== Records for processing ==

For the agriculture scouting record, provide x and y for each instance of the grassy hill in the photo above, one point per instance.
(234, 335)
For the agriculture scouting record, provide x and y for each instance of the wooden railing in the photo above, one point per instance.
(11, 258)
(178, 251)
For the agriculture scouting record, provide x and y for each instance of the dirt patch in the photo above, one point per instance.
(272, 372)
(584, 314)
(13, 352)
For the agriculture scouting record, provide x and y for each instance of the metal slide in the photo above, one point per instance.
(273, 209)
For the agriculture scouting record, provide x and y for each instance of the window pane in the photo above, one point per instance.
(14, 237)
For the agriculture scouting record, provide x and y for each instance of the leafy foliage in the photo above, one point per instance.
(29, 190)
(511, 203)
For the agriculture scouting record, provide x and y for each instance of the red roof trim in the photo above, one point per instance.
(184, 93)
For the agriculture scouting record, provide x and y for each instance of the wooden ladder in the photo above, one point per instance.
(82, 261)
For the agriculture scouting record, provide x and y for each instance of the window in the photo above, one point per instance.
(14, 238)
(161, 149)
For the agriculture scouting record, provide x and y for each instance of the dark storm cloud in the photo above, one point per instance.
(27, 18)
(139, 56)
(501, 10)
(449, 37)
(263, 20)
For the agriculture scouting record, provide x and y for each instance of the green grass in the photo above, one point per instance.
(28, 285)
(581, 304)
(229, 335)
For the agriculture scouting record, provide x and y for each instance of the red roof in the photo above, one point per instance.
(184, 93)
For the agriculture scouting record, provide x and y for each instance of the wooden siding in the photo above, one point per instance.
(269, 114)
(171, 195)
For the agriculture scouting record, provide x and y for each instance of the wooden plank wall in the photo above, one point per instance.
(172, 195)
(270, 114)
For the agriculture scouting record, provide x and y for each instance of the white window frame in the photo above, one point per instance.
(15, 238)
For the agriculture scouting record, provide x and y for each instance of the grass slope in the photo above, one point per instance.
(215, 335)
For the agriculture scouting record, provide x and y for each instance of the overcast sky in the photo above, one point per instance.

===

Prompt ->
Rewrite the listing starting at the line containing "of the dark" and ending at the end of the listing, requests included, with every coordinate in the answers multiplied by 0.9 and rounded to a whole number, halves rounded up.

Answer ->
For the agriculture scouting record, provide x and y for each instance of the dark storm cloud in the photo above, one point per instance.
(24, 16)
(125, 50)
(451, 9)
(404, 33)
(237, 18)
For the agriculture scouting record, provide x and y for each instance of the green grass in the photo above, one point per instance.
(25, 257)
(523, 274)
(206, 302)
For the agriculture scouting record, provide x and y for each instance of the red roof in the photo above, one point per instance.
(166, 84)
For the agriculture scouting record, provide x and y for each instance of the wooden siding in the photo above, one point per instance.
(242, 103)
(154, 176)
For the agriculture scouting record, provide x and y for each instance of the wooden plank wall in the photo above, one point per instance.
(155, 176)
(243, 103)
For the agriculture scouting record, provide x and y for each instance of the white window frame in the photo above, one point per instance.
(14, 214)
For the agriculture scouting record, provide x and y for each instance of the grass slope in the photo above, one point per instance.
(194, 302)
For the agriculture scouting record, provide x and y for each instance of the overcast sky in the photo above, one point per instance.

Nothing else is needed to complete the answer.